==== SEITE ====

Es gibt unzählige Sprüche, die in die gleiche Richtung gehen: „Schritt für Schritt“, „Langsam aber sicher“, „In der Ruhe liegt die Kraft“, „Stück für Stück“, oder auch „Auch mit kleinen Schritten kommt man ans Ziel“. Und obwohl sie oft abgedroschen klingen, steckt doch eine Menge Wahrheit in ihnen. Gerade „In der Ruhe liegt die Kraft“ trifft bei mir einen Nerv – auch wenn ich im Alltag oft das Gegenteil lebe.
Langsamkeit als Stärke
Eigentlich bin ich ein ruhiger, manchmal sogar etwas träger Mensch. Ich gehe vieles gelassen an, brauche keine Hektik, drängle selten. Aber es gibt bestimmte Lebensbereiche, in denen ich erstaunlich ungeduldig werde. Da will ich alles auf einmal, sofort, ohne Umwege. Das endet oft in Frust oder Selbstzweifeln – weil es eben nicht so schnell geht, wie ich es mir vorstelle.

====

# AUFGABE A
Warum endet es laut dem Text über Langsamkeit oft in Frust oder Selbstzweifeln, wenn in bestimmten Lebensbereichen alles auf einmal und sofort gewollt wird?

==== EXTRAHIERTE INFORMATIONEN ====

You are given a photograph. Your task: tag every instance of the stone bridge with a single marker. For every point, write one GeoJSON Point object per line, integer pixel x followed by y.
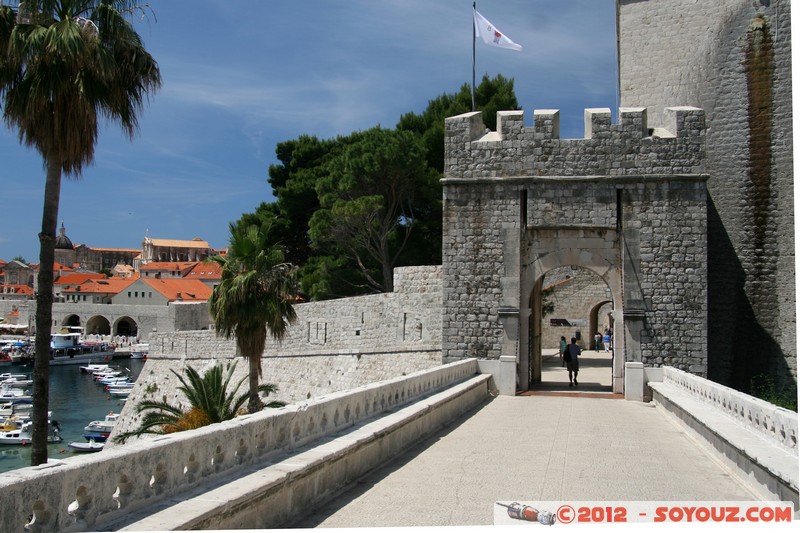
{"type": "Point", "coordinates": [268, 469]}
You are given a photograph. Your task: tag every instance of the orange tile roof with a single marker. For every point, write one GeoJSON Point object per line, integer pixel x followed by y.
{"type": "Point", "coordinates": [16, 289]}
{"type": "Point", "coordinates": [187, 290]}
{"type": "Point", "coordinates": [125, 250]}
{"type": "Point", "coordinates": [101, 286]}
{"type": "Point", "coordinates": [205, 270]}
{"type": "Point", "coordinates": [63, 268]}
{"type": "Point", "coordinates": [168, 265]}
{"type": "Point", "coordinates": [77, 278]}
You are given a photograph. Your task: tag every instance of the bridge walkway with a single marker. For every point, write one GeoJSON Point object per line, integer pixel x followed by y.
{"type": "Point", "coordinates": [555, 444]}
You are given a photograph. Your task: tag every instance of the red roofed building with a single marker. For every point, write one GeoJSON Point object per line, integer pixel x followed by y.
{"type": "Point", "coordinates": [209, 272]}
{"type": "Point", "coordinates": [70, 281]}
{"type": "Point", "coordinates": [163, 291]}
{"type": "Point", "coordinates": [99, 291]}
{"type": "Point", "coordinates": [16, 292]}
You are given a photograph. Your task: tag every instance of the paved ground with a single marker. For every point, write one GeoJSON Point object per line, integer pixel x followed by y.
{"type": "Point", "coordinates": [583, 446]}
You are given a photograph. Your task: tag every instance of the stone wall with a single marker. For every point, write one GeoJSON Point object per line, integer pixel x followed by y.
{"type": "Point", "coordinates": [733, 59]}
{"type": "Point", "coordinates": [149, 319]}
{"type": "Point", "coordinates": [334, 345]}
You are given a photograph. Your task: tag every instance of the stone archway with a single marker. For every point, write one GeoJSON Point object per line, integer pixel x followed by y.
{"type": "Point", "coordinates": [98, 325]}
{"type": "Point", "coordinates": [596, 250]}
{"type": "Point", "coordinates": [71, 321]}
{"type": "Point", "coordinates": [626, 202]}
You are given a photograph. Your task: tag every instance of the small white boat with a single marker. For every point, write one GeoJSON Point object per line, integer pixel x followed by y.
{"type": "Point", "coordinates": [6, 375]}
{"type": "Point", "coordinates": [140, 351]}
{"type": "Point", "coordinates": [89, 369]}
{"type": "Point", "coordinates": [102, 426]}
{"type": "Point", "coordinates": [110, 373]}
{"type": "Point", "coordinates": [126, 384]}
{"type": "Point", "coordinates": [23, 435]}
{"type": "Point", "coordinates": [17, 383]}
{"type": "Point", "coordinates": [113, 379]}
{"type": "Point", "coordinates": [11, 394]}
{"type": "Point", "coordinates": [86, 447]}
{"type": "Point", "coordinates": [68, 349]}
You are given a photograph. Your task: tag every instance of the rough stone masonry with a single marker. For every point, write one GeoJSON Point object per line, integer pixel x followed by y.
{"type": "Point", "coordinates": [626, 202]}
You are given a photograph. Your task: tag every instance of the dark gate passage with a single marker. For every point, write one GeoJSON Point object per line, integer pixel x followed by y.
{"type": "Point", "coordinates": [623, 203]}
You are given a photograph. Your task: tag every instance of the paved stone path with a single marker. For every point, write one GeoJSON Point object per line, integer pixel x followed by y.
{"type": "Point", "coordinates": [543, 447]}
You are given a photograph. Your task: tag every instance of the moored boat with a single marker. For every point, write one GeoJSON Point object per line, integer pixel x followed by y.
{"type": "Point", "coordinates": [140, 351]}
{"type": "Point", "coordinates": [91, 368]}
{"type": "Point", "coordinates": [85, 447]}
{"type": "Point", "coordinates": [67, 349]}
{"type": "Point", "coordinates": [99, 430]}
{"type": "Point", "coordinates": [10, 394]}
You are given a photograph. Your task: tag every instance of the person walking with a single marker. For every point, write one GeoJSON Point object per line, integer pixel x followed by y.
{"type": "Point", "coordinates": [571, 356]}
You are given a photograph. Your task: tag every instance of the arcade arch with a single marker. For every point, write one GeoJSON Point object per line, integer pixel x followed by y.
{"type": "Point", "coordinates": [573, 302]}
{"type": "Point", "coordinates": [591, 255]}
{"type": "Point", "coordinates": [98, 325]}
{"type": "Point", "coordinates": [73, 321]}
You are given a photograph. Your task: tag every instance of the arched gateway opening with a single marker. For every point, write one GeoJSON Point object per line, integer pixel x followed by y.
{"type": "Point", "coordinates": [626, 205]}
{"type": "Point", "coordinates": [572, 273]}
{"type": "Point", "coordinates": [572, 302]}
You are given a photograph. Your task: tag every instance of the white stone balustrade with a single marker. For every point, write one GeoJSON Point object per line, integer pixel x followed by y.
{"type": "Point", "coordinates": [775, 423]}
{"type": "Point", "coordinates": [85, 492]}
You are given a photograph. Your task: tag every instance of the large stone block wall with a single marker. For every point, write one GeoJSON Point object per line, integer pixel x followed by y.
{"type": "Point", "coordinates": [733, 59]}
{"type": "Point", "coordinates": [622, 178]}
{"type": "Point", "coordinates": [150, 319]}
{"type": "Point", "coordinates": [334, 345]}
{"type": "Point", "coordinates": [669, 218]}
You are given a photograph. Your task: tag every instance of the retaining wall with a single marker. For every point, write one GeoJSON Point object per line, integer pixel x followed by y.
{"type": "Point", "coordinates": [100, 492]}
{"type": "Point", "coordinates": [755, 439]}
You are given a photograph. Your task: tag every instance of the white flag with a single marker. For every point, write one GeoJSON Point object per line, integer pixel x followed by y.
{"type": "Point", "coordinates": [491, 35]}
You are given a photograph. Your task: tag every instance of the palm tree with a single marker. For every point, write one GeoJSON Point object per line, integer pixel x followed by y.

====

# AUFGABE B
Schreibe aus den Datensätzen alles von der Zeile mit „the white flag“ bis hinunter zum Ende der Datensätze wortgetreu ab.

# RICHTIGES ERGEBNIS A
Weil es eben nicht so schnell geht, wie es sich die schreibende Person vorstellt.

# RICHTIGES ERGEBNIS B
You are given a photograph. Your task: tag every instance of the white flag with a single marker. For every point, write one GeoJSON Point object per line, integer pixel x followed by y.
{"type": "Point", "coordinates": [491, 35]}
You are given a photograph. Your task: tag every instance of the palm tree with a single marker. For every point, write one GeoJSON Point object per line, integer pixel x followed by y.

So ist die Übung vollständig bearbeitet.